start

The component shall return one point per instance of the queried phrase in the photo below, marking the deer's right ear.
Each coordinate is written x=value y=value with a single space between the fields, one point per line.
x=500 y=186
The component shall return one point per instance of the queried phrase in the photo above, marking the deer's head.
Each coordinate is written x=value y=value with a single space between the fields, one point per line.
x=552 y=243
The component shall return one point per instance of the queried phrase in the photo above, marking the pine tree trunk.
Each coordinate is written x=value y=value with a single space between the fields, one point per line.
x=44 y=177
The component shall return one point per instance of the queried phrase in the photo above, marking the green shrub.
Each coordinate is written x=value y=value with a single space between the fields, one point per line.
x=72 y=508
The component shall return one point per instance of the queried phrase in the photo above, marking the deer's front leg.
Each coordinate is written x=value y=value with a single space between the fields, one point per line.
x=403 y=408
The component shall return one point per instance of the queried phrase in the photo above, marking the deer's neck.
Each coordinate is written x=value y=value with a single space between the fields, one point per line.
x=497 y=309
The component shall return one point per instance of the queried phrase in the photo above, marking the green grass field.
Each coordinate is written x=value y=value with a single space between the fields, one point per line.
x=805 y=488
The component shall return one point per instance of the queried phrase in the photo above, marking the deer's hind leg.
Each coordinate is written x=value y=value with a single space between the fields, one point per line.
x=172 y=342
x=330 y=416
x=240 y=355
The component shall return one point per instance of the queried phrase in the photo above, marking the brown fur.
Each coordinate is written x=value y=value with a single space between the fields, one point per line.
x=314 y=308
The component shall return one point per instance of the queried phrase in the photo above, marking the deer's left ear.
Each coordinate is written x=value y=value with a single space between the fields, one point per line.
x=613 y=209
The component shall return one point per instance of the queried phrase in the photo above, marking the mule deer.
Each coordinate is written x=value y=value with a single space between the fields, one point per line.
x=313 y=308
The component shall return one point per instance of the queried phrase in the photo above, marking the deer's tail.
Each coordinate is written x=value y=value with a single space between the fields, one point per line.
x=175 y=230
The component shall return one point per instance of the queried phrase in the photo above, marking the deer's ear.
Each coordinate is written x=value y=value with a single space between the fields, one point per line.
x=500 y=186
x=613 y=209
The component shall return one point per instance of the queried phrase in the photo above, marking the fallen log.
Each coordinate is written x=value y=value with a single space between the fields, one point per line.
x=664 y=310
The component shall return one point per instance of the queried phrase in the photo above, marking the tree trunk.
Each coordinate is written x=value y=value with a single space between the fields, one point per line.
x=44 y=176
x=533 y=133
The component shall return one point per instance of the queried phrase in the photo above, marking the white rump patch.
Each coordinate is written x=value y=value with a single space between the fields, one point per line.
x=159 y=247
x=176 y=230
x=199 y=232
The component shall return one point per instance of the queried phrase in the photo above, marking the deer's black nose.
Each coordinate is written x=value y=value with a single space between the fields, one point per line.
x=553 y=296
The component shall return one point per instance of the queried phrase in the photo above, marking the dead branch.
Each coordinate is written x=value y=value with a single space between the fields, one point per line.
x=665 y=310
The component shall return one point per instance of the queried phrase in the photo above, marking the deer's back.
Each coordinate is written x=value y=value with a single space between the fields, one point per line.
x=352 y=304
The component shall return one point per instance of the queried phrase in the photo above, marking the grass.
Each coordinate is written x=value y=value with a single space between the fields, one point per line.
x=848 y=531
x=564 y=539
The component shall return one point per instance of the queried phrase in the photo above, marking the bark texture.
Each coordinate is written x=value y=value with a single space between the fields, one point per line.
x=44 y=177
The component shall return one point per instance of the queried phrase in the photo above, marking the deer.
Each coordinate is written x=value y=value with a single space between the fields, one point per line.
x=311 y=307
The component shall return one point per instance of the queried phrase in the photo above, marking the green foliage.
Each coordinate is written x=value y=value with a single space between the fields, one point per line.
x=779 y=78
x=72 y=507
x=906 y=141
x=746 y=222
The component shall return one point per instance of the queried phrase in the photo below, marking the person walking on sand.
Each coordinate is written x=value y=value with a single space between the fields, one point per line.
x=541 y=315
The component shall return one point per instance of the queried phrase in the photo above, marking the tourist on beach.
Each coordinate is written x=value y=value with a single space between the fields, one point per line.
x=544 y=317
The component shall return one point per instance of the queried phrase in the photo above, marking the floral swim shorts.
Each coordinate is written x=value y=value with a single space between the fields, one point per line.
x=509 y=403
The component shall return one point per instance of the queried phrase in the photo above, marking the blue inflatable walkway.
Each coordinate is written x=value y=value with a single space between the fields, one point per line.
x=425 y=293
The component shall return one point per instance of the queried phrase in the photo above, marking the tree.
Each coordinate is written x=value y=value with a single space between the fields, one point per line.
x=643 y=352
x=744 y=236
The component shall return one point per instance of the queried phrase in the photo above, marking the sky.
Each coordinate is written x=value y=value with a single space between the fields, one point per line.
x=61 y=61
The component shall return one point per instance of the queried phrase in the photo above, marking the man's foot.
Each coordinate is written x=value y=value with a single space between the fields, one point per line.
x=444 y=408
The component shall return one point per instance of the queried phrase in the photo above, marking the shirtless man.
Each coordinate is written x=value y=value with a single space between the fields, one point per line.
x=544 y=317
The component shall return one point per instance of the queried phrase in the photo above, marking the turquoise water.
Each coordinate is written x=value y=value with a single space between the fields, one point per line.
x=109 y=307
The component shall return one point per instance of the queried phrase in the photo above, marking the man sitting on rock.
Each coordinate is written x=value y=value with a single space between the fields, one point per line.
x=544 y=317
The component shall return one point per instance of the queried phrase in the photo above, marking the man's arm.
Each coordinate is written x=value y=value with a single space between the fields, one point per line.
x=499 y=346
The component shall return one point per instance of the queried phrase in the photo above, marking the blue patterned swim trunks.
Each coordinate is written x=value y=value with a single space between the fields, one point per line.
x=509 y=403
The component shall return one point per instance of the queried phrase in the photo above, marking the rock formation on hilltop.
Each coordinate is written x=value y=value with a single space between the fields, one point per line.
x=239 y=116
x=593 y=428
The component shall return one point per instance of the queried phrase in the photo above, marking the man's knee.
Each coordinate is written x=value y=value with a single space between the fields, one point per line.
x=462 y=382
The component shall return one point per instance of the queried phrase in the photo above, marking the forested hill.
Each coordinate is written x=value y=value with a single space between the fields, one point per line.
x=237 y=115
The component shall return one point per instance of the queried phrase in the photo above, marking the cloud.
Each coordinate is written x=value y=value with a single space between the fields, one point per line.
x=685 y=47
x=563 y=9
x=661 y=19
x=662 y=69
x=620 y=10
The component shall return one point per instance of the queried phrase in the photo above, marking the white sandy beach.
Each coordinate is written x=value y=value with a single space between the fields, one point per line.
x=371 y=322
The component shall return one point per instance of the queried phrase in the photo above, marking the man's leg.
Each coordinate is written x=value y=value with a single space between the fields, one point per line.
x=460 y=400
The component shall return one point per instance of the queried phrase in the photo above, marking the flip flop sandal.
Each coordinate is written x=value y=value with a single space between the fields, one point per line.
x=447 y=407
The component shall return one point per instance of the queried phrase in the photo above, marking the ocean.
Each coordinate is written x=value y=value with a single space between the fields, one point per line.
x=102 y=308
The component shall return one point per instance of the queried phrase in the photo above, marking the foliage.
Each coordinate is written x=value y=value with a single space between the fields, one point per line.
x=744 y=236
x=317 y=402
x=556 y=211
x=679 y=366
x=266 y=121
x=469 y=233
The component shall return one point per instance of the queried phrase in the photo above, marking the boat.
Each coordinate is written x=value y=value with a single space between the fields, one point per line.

end

Repeat the items above word for word, from the line with "the man's arm." to the line with "x=499 y=346", including both of those lines.

● **COMPLETE ANSWER**
The component shall return one point per instance of the queried phrase in the photo above, marking the man's arm.
Each coordinate is written x=value y=value with a single space between the fields, one point per line.
x=499 y=346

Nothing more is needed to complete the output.